[TASK TO CARRY OUT]
Pick out and copy each line in the items below that contains the word "photo".

[SOURCE MATERIAL]

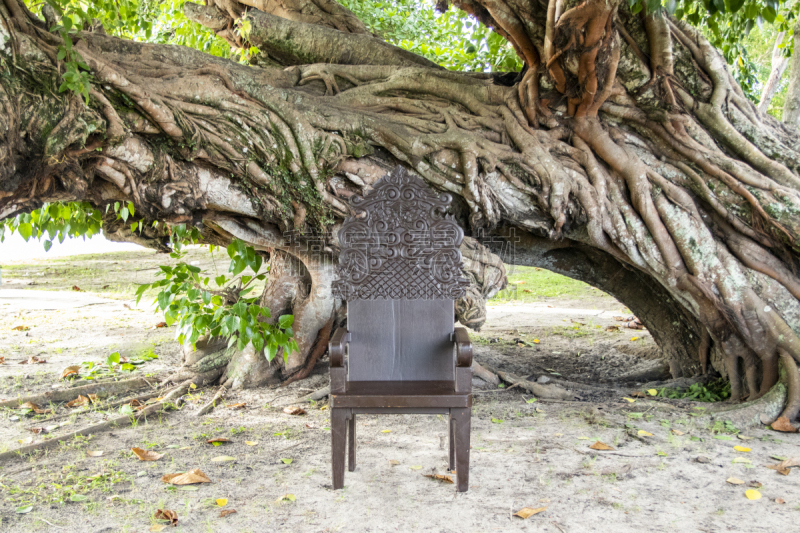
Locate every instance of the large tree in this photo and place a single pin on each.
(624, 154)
==
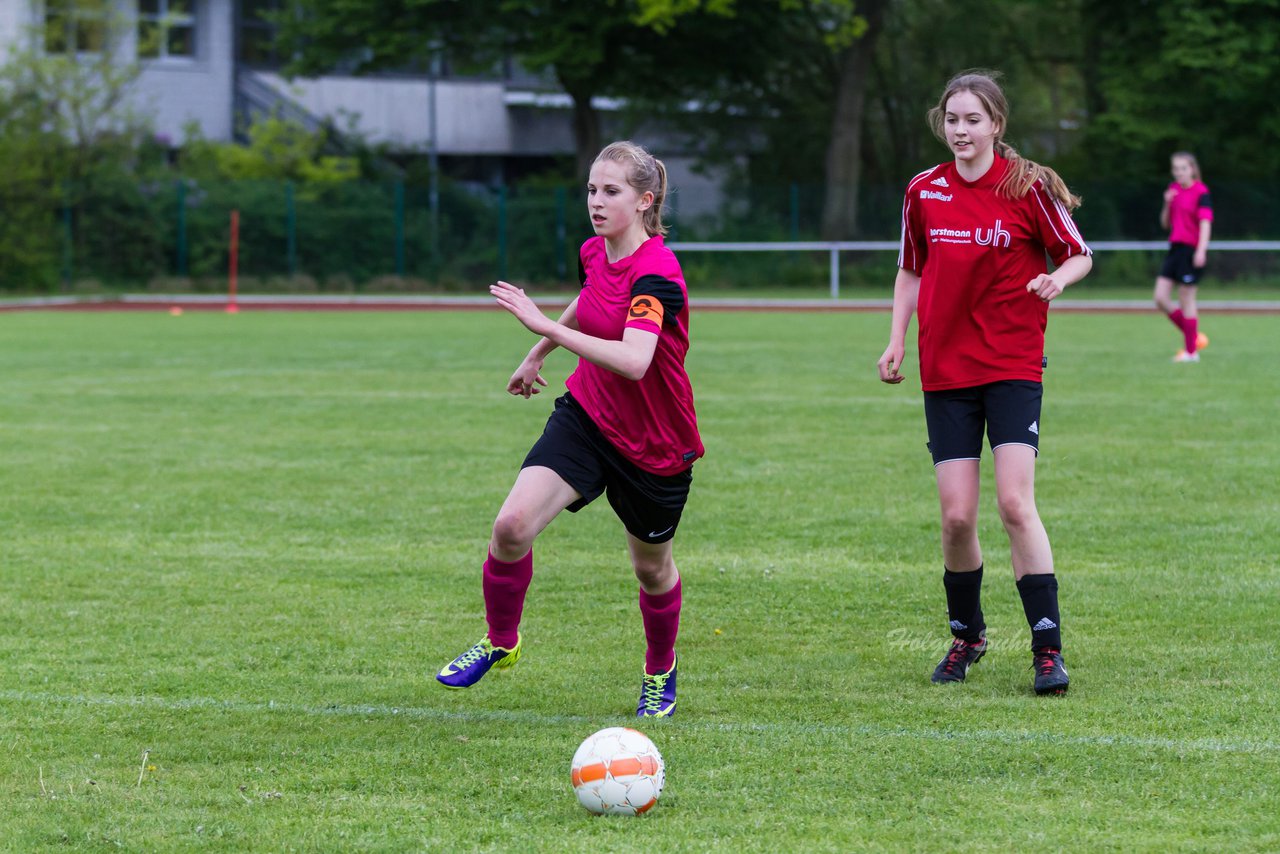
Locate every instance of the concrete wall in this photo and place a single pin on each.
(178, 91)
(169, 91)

[CORRECT ANSWER]
Locate every instance of the large tree in this photo and place a single pin on each.
Locate every instance of the concrete wall in this photo and place a single pin on each.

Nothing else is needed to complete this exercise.